# [Task details]
Retype each record below word for word. Leave the pictures out.

# [Data shown]
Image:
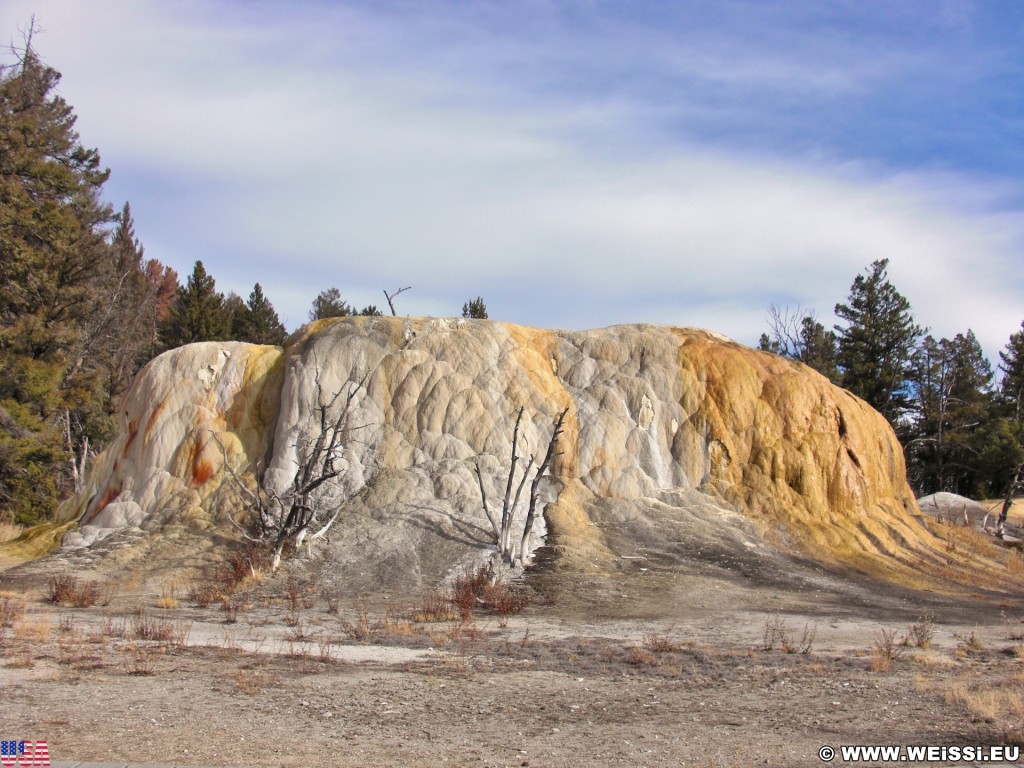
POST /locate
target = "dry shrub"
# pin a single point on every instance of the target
(144, 627)
(396, 626)
(67, 590)
(921, 634)
(1016, 563)
(252, 682)
(11, 609)
(967, 644)
(662, 644)
(639, 655)
(481, 590)
(886, 650)
(139, 662)
(168, 596)
(360, 629)
(113, 628)
(775, 632)
(9, 531)
(994, 704)
(33, 631)
(205, 593)
(435, 605)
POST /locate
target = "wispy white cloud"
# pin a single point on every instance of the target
(574, 166)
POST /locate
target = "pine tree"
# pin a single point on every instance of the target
(797, 335)
(198, 313)
(952, 403)
(330, 304)
(1012, 366)
(52, 244)
(259, 323)
(475, 309)
(876, 347)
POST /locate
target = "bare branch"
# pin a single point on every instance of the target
(535, 486)
(391, 296)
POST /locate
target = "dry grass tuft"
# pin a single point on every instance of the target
(639, 655)
(252, 682)
(9, 531)
(886, 650)
(662, 644)
(11, 609)
(434, 606)
(68, 590)
(921, 634)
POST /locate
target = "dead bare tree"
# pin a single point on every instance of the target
(503, 528)
(293, 517)
(390, 296)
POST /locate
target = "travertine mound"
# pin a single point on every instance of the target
(953, 508)
(674, 438)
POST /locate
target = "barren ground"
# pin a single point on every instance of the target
(649, 667)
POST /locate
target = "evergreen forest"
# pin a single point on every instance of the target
(83, 308)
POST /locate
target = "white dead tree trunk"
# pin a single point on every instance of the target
(391, 296)
(503, 528)
(279, 520)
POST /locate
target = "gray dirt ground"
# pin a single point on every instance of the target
(650, 667)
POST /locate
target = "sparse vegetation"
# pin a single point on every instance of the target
(887, 649)
(921, 633)
(68, 590)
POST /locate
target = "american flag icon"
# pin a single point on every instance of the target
(24, 754)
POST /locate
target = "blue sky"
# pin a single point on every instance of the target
(577, 164)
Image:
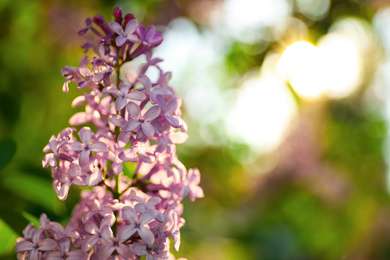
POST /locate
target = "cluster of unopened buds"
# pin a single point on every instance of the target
(127, 155)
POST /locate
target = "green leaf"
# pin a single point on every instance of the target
(7, 151)
(13, 219)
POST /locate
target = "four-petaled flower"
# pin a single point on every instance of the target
(86, 147)
(138, 224)
(127, 34)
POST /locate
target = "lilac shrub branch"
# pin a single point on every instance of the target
(136, 124)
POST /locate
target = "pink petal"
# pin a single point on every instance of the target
(75, 146)
(146, 235)
(94, 178)
(85, 134)
(152, 113)
(84, 159)
(85, 72)
(49, 159)
(108, 220)
(89, 242)
(130, 214)
(91, 227)
(123, 138)
(47, 244)
(124, 251)
(120, 103)
(105, 252)
(132, 38)
(173, 105)
(117, 120)
(106, 234)
(98, 147)
(147, 216)
(153, 201)
(131, 125)
(130, 27)
(145, 81)
(78, 101)
(120, 40)
(116, 27)
(62, 192)
(173, 120)
(139, 249)
(136, 95)
(111, 90)
(24, 246)
(79, 119)
(126, 232)
(179, 137)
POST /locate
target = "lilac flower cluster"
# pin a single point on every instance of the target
(127, 154)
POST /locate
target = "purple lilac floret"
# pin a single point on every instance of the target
(127, 154)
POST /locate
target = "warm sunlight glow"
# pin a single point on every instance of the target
(263, 110)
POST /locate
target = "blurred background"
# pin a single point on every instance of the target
(288, 106)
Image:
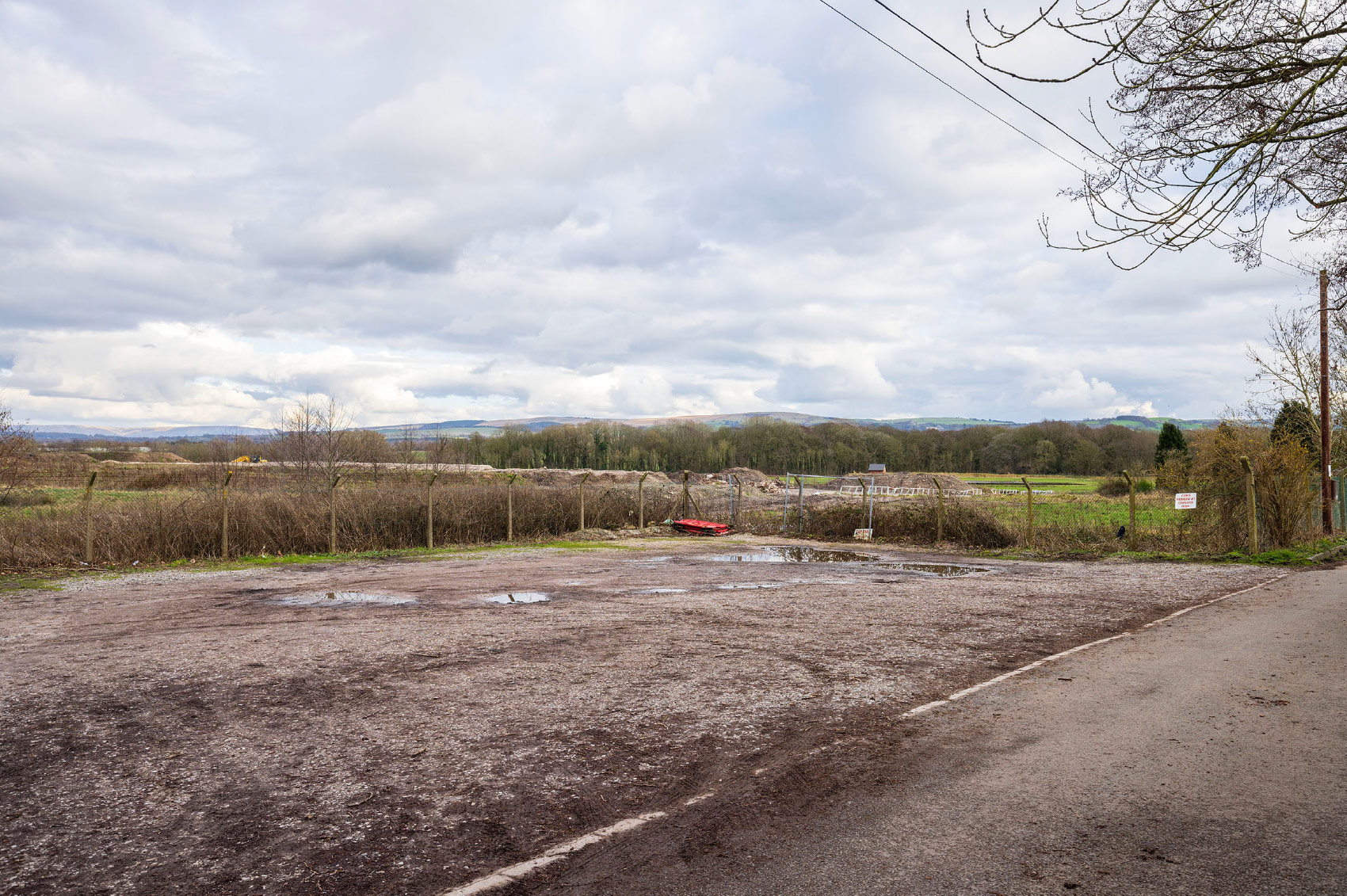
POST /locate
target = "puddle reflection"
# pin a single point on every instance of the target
(519, 597)
(344, 598)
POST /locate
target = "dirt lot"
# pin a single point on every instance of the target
(192, 732)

# [Written reply]
Image:
POST /locate
target = "dry shrub"
# pin a single point on every instance of the target
(144, 627)
(396, 626)
(67, 590)
(921, 634)
(1016, 563)
(252, 682)
(11, 609)
(967, 644)
(662, 644)
(639, 655)
(481, 590)
(886, 650)
(139, 662)
(168, 596)
(360, 629)
(113, 628)
(775, 632)
(9, 531)
(994, 704)
(33, 631)
(205, 593)
(435, 605)
POST /locate
target = "wispy white cloud"
# pin a single point on every instance of the target
(574, 166)
POST /locate
target = "pine tree"
# pin a single point on every instance of the target
(797, 335)
(198, 313)
(952, 403)
(330, 304)
(1012, 366)
(52, 244)
(259, 323)
(475, 309)
(876, 347)
POST /locate
target = "bare branch"
# pin a single point on every instance of the target
(535, 486)
(391, 296)
POST /locate
target = "dry grass tuft"
# pin a single point on every instance of the target
(639, 655)
(252, 682)
(9, 531)
(886, 650)
(662, 644)
(11, 609)
(434, 606)
(68, 590)
(921, 634)
POST /locate
target = "dead bare tree"
# pin a single point on every instance of the target
(503, 528)
(293, 517)
(390, 296)
POST /locate
target = "travertine mound"
# pin a single point on every instance of the target
(953, 508)
(674, 438)
POST /locate
target = "barren ground"
# pin a single point on every instance of the target
(649, 667)
POST /locate
target = "evergreen forest"
# pin a single point on every instance of the target
(83, 308)
POST /locate
target = "white dead tree trunk"
# pin a single point on every instance of the target
(391, 296)
(503, 528)
(279, 520)
POST /locate
target = "gray dirt ground"
# pin a single point on every instance of the target
(650, 667)
POST /locate
target = "sparse vegetation"
# pin a single point on every instance of the target
(887, 649)
(921, 633)
(68, 590)
POST /locate
target = "american flag icon"
# pin a single point on every instance of the target
(24, 754)
POST /locate
target = "blue sky"
# pin a single point on every instance of the target
(577, 164)
Image:
POST /locate
target = "cluster of unopened buds"
# pin a single point on every instance of the target
(127, 155)
POST /locate
target = "green leaf"
# pin a single point on every instance of the target
(7, 151)
(13, 219)
POST /locate
target = "four-petaled flower"
# pin a single point on every instance of the target
(86, 147)
(138, 224)
(127, 34)
POST /locate
target = "lilac shrub branch"
# pin a single point on every instance of the target
(136, 124)
POST /locate
target = "pink petal"
# pin a single point on every instance of the target
(75, 146)
(146, 235)
(94, 178)
(85, 134)
(152, 113)
(84, 159)
(85, 72)
(49, 159)
(108, 220)
(89, 242)
(130, 214)
(91, 227)
(123, 138)
(47, 244)
(124, 251)
(120, 103)
(105, 252)
(132, 38)
(173, 105)
(117, 120)
(106, 234)
(98, 147)
(147, 216)
(153, 201)
(131, 125)
(130, 27)
(145, 81)
(78, 101)
(120, 40)
(116, 27)
(62, 192)
(173, 120)
(139, 249)
(136, 95)
(111, 90)
(24, 246)
(79, 119)
(126, 232)
(179, 137)
POST /locate
target = "lilac flower cluster"
# pin a single point on every instance of the target
(127, 154)
POST /locate
target = "purple lilac floret"
# pin a single point on every instance of the target
(127, 154)
POST /locate
target = "warm sunlight glow"
# pin a single point on every instance of the target
(263, 110)
POST /locate
target = "blurred background"
# pin a single point on every instance of the target
(288, 106)
Image:
POST /locate
target = "puddle reflection"
# pin a single point on every instance of the target
(519, 597)
(344, 598)
POST /locate
target = "dirt lot"
# pin a single point on every instance of the target
(192, 732)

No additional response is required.